-- Passage to read --

····················

(Reuters) – U.S. regulators are slated to decided by Monday whether to approve Biogen Inc’s controversial Alzheimer’s disease drug, and Wall Street analysts and industry observers are deeply divided on its chances of making it over the finish line.
Given the desperate need for anything that can help patients with the mind-wasting disease, some analysts are betting on approval, while others put the chances well below 50%.
If approved, Biogen’s aducanumab would be the first treatment to address an underlying cause of the memory-robbing, condition, which is the sixth leading cause of death in the United States.
The Food and Drug Administration decision will impact not only Biogen and its partner Eisai Co Ltd, but other drugmakers developing Alzheimer’s drugs such as Eli Lilly and Co. And, as a signal of the agency’s permissiveness, the decision could have ramifications for other neurological treatments and the broader pharmaceutical industry.
Aducanumab is an antibody designed to remove amyloid plaque from the brain, but only one of two large-scale trials showed that it significantly slowed progression of the disease. All previous experimental medicines employing the same approach to Alzheimer’s so far have failed. Patient advocates are lobbying for the drug to be approved, citing the high unmet medical need, but many doctors remain skeptical.
A panel of outside advisers to the FDA voted in November that aducanumab had not been proven to slow Alzheimer’s progression, despite a report from agency staff that said results from the successful trial were persuasive.
“We support a decision for approval of aducanumab … It ushers in a new era of potential treatments,” Dr. Joanne Pike, chief strategy officer at the Alzheimer’s Association, told Reuters.
Oppenheimer last month raised to 50% from 33% its odds for an aducanumab approval, citing comments from Biogen that it is preparing for a commercial launch. “If the FDA approves aducanumab, (Biogen) could go to circa $400, and if not, to circa $200,” Mizuho Securities analyst Salim Syed said in a recent research note.
Biogen shares were trading near $271 on Thursday, down from their 52-week high of $355.63 reached in November before the advisory committee vote. Bank of America Securities analyst Geoff Meacham said in an interview that he puts the odds at 75% that the FDA will not approve Biogen’s drug.
Others said approval remains possible. “I am going out on a limb, saying a two in three chance or so,” ISI Group analyst Umer Raffat said in a recent webcast.
Analysts have also speculated that the FDA could proffer a narrow approval – limiting aducanumab’s use to certain patients, for instance, or requiring more data to prove that the drug is effective.
Biogen declined to comment on whether the FDA may make such a move.
The FDA’s decision may be viewed as a barometer for how strict the agency will be under the Biden administration, which has yet to name an FDA commissioner. Currently, the agency is being run by Acting Commissioner Janet Woodcock.
“If the FDA does approve, I think it could signal probably more regulatory flexibility,” BofA’s Meacham said.
Aducanumab was studied in patients with early disease who test positive for a component of amyloid brain plaques. Some trial patients needed to be monitored for brain swelling. Biogen estimates that around 1.5 million Americans would be eligible for the drug, which is given by monthly infusion, raising concerns about costs for both diagnostics and treatment. Analysts project annual aducanumab sales of $1.26 billion by 2023, according to Refinitiv data.

····················

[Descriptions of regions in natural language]

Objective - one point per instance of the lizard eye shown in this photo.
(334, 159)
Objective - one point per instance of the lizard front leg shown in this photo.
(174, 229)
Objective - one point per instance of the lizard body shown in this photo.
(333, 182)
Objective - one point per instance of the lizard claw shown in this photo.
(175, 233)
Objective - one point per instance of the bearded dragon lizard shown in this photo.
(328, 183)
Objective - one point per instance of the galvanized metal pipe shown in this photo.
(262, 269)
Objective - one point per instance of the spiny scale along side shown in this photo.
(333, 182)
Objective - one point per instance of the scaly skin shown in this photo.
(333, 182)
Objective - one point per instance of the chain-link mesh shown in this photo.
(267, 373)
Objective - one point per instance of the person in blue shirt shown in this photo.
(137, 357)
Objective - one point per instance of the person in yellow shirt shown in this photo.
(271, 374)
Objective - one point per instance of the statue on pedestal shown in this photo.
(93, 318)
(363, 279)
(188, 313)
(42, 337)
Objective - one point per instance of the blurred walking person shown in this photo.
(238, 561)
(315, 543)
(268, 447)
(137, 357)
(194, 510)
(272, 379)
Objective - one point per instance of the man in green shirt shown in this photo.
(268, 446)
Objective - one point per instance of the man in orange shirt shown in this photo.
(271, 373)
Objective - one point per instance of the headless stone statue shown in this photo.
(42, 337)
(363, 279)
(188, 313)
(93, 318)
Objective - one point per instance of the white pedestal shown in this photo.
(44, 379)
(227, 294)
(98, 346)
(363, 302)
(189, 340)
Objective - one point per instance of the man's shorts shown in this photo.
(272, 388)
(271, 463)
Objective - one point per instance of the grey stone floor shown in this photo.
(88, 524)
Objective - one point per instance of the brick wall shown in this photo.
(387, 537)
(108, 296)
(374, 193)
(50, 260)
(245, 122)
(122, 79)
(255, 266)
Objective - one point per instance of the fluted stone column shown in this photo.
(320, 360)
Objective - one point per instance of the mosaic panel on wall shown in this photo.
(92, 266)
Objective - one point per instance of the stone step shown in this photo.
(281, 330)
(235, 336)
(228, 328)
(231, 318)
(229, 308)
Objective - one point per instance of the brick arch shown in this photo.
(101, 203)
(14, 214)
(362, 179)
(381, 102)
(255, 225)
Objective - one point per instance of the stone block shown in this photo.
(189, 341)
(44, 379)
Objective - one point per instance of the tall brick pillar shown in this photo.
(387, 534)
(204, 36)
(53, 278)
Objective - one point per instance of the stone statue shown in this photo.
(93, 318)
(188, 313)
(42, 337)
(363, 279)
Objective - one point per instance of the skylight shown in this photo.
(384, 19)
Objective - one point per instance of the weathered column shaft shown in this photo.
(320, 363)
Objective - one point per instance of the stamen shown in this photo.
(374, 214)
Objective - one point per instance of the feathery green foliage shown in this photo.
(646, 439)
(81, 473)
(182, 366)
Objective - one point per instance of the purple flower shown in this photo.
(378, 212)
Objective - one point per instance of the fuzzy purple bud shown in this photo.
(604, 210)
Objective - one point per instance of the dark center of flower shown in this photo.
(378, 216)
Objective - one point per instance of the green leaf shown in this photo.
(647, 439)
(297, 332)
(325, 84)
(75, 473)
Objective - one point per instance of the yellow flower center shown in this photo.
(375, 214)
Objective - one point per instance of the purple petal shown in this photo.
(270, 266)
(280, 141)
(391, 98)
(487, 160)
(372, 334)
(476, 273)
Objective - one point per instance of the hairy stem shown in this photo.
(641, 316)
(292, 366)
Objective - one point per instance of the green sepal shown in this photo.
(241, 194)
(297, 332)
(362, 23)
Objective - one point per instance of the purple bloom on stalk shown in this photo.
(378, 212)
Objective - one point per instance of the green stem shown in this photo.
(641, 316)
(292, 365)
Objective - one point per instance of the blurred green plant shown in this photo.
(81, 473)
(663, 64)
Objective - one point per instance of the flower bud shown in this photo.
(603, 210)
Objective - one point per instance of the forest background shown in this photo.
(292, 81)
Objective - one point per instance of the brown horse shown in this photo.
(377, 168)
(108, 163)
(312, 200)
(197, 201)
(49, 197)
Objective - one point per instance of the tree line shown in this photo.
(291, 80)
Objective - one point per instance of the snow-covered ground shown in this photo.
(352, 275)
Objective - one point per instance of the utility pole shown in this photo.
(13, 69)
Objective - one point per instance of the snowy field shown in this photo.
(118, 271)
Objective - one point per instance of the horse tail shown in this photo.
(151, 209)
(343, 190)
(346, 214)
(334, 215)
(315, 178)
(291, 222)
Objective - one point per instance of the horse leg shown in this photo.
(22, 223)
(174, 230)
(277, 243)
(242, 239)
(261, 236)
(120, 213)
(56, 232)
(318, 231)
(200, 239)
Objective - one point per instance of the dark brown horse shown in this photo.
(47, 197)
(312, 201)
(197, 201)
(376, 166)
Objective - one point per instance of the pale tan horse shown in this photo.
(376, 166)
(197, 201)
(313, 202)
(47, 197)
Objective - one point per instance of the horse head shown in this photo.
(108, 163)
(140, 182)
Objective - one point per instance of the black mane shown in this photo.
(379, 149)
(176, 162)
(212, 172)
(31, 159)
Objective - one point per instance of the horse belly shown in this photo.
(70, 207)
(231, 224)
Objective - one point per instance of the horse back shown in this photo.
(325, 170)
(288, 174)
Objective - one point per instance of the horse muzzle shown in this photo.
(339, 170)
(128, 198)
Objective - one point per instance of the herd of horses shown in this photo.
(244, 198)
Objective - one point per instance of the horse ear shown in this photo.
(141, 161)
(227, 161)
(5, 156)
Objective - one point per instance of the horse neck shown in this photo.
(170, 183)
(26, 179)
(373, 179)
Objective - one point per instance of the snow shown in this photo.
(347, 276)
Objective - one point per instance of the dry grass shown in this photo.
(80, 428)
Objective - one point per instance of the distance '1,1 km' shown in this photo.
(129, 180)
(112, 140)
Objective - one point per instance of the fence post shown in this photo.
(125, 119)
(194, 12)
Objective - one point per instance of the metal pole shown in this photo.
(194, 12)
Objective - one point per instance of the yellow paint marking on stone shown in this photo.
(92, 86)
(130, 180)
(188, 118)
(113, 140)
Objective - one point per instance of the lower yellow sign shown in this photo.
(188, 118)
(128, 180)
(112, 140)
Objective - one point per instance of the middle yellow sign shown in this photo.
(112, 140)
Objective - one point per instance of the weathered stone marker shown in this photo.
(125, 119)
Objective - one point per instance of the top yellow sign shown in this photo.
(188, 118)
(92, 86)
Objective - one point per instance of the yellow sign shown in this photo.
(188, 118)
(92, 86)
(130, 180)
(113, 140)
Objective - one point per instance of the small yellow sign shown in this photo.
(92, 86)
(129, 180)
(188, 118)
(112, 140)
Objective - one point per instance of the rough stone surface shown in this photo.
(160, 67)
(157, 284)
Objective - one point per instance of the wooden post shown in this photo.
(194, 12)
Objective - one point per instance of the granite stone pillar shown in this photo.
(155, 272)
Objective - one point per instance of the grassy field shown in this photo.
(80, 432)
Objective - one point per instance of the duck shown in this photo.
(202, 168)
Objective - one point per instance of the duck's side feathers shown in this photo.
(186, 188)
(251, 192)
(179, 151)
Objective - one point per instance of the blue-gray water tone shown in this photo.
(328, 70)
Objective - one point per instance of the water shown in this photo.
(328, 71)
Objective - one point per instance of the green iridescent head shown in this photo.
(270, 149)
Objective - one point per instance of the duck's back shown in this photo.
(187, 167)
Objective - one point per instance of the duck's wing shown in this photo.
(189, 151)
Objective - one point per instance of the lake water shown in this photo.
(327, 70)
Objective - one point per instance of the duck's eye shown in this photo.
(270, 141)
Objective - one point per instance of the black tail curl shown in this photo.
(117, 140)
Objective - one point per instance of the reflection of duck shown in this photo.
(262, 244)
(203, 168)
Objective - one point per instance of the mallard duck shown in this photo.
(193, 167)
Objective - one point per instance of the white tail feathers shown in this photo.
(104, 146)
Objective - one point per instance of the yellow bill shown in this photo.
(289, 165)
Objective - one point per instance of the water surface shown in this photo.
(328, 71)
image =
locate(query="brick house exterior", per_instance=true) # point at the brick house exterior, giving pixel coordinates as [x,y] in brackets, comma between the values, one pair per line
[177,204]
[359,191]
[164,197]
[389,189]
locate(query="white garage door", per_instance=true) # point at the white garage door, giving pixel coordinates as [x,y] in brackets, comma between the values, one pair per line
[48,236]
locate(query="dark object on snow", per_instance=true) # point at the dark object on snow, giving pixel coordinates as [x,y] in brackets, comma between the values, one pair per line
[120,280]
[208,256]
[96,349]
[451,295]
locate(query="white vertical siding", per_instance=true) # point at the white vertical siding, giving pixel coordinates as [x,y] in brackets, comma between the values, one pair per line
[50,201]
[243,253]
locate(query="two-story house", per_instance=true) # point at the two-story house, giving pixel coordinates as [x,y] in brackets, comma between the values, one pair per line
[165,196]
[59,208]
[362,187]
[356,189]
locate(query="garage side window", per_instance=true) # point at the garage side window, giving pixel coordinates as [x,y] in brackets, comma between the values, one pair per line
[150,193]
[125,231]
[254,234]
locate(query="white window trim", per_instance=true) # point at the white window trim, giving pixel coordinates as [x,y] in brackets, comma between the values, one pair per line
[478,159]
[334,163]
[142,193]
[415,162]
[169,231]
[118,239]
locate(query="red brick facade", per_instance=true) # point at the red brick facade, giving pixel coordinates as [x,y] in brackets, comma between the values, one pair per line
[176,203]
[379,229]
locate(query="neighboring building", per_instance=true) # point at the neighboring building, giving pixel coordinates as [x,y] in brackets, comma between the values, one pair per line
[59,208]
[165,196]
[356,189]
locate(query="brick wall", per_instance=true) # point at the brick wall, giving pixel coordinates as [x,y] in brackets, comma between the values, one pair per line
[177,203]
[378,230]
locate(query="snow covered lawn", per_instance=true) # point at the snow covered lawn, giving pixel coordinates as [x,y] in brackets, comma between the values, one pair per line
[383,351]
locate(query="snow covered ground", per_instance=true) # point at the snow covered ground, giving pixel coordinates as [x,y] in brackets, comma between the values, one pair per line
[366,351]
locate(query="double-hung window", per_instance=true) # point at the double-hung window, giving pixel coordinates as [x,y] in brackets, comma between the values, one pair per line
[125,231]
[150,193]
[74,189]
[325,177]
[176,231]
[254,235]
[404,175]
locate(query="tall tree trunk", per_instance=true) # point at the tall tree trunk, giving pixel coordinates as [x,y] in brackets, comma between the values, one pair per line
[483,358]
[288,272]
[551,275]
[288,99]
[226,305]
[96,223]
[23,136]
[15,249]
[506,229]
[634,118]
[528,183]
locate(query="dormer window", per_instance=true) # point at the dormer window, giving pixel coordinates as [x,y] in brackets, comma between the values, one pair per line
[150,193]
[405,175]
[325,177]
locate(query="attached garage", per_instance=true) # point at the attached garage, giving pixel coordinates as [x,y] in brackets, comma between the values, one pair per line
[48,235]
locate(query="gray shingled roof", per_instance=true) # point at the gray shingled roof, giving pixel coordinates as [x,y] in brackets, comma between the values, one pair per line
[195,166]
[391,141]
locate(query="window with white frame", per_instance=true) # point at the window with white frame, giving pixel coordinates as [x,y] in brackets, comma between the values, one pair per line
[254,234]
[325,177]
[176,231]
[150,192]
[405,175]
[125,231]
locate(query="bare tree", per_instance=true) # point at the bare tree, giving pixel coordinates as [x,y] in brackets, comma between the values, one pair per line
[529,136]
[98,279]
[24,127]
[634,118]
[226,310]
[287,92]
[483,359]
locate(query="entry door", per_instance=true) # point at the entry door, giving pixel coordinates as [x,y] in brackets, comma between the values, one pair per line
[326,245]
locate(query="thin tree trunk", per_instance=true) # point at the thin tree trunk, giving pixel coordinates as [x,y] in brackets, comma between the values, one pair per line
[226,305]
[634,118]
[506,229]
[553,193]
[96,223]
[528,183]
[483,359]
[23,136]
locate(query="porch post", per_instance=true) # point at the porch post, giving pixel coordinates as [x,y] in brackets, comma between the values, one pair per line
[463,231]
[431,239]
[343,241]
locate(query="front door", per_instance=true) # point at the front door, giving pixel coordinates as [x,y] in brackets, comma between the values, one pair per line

····················

-- Work order --
Revise the part of the article on Biogen's Alzheimer's drug starting at "If approved, Biogen’s" and ending at "broader pharmaceutical industry.", replacing "Food and Drug Administration" with "FDA". The rows are separate material and are not part of the article.

-- Result of the task --
If approved, Biogen’s aducanumab would be the first treatment to address an underlying cause of the memory-robbing, condition, which is the sixth leading cause of death in the United States.
The FDA decision will impact not only Biogen and its partner Eisai Co Ltd, but other drugmakers developing Alzheimer’s drugs such as Eli Lilly and Co. And, as a signal of the agency’s permissiveness, the decision could have ramifications for other neurological treatments and the broader pharmaceutical industry.